__Action item__: Look for the line that has "Could you please pick out the large" in the material below; please repeat it and every line after it, exactly, up to and including the line that has "Could you please pick out the riverside", and nothing else.

__Supplied data__:
+ + +

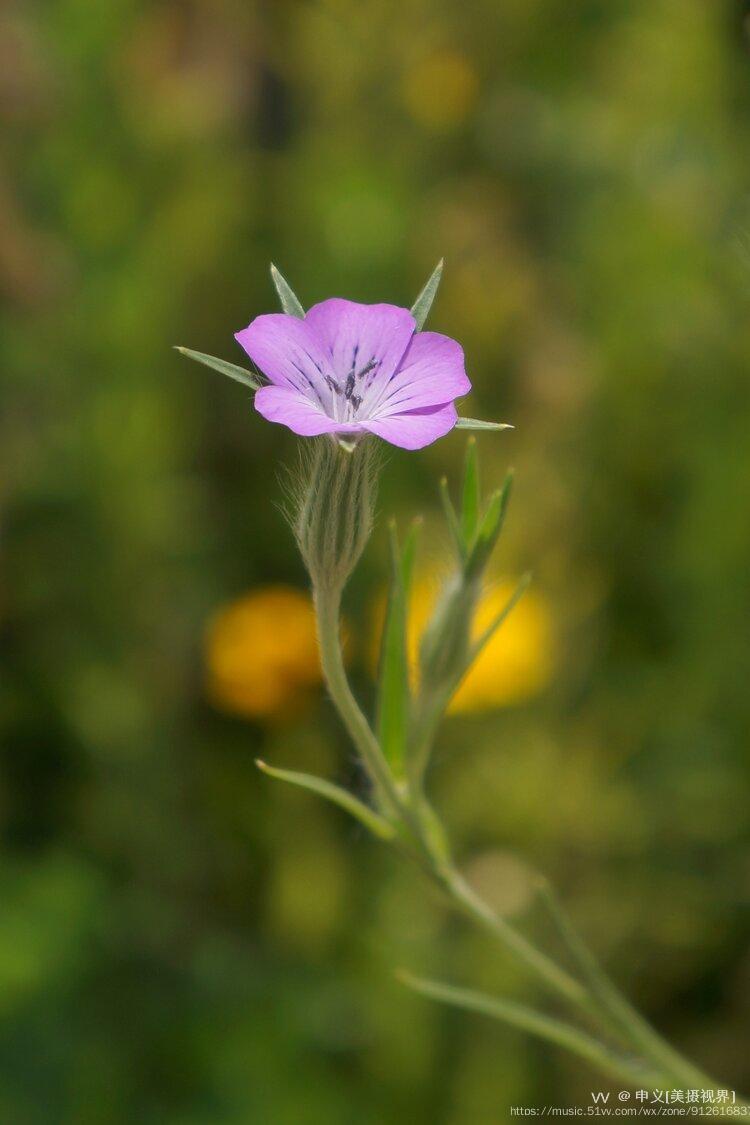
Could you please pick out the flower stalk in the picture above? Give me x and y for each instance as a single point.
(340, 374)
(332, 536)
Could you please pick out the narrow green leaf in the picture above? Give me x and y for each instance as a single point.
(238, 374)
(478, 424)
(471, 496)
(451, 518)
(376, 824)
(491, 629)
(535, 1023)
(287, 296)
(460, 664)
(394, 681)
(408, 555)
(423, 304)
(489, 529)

+ + +

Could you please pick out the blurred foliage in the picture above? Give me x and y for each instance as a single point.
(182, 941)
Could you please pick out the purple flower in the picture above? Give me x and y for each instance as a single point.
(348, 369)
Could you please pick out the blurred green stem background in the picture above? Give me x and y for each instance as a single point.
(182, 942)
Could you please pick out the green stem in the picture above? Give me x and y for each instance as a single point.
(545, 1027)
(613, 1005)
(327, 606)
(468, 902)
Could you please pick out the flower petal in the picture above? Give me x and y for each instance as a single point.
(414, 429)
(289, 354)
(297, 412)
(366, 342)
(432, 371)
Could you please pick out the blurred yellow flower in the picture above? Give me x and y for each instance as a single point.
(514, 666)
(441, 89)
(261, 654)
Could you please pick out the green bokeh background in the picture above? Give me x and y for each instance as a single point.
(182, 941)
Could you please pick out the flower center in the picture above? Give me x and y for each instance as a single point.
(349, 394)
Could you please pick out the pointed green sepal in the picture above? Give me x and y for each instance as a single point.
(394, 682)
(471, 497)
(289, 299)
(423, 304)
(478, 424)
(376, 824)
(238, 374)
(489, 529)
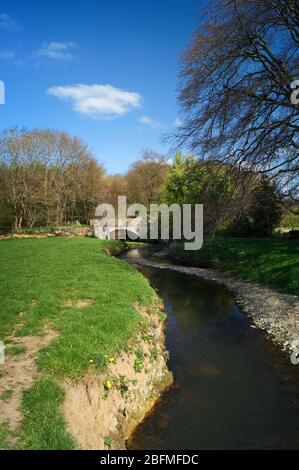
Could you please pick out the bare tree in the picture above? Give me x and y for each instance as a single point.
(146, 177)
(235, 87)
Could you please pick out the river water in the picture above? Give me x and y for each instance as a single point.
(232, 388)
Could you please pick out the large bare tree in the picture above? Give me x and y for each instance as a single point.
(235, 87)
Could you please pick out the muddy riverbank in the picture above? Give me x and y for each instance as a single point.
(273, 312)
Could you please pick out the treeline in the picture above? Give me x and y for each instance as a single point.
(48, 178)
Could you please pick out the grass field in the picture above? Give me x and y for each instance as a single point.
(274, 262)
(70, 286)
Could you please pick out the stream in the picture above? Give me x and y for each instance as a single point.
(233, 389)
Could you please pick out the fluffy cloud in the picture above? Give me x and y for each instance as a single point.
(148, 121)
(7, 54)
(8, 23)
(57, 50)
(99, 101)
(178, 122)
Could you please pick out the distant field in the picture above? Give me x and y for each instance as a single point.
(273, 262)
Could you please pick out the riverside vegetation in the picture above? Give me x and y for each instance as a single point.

+ + +

__Answer below__:
Could you please pick out the large bare tree in the picture above? Give me x and y for each instance as a single point.
(235, 87)
Could you please pick out the muddy riverbank in the picture above? Give me x and y for each instance as a single point.
(273, 312)
Could you please pick out the treeline in the picture above? Give me x and y for each instance as a single point.
(48, 178)
Could you please pick out the grass field in the picture above? Give me x and y for each instance as a single point.
(274, 262)
(70, 286)
Could you please pick out the stream in the picture above? Give me x and y for each instance as a single point.
(233, 389)
Could you please pick out the fluffy cloud in the picture above? Give me x and y for each instance as a single point.
(148, 121)
(7, 54)
(8, 23)
(57, 50)
(99, 101)
(178, 122)
Could you please pick out the distant field in the picture above? Give me x and y for each instance as a single point.
(273, 262)
Could you please pick out the riverside vegetation in the picture above? Give me x and y for each instance as a single point.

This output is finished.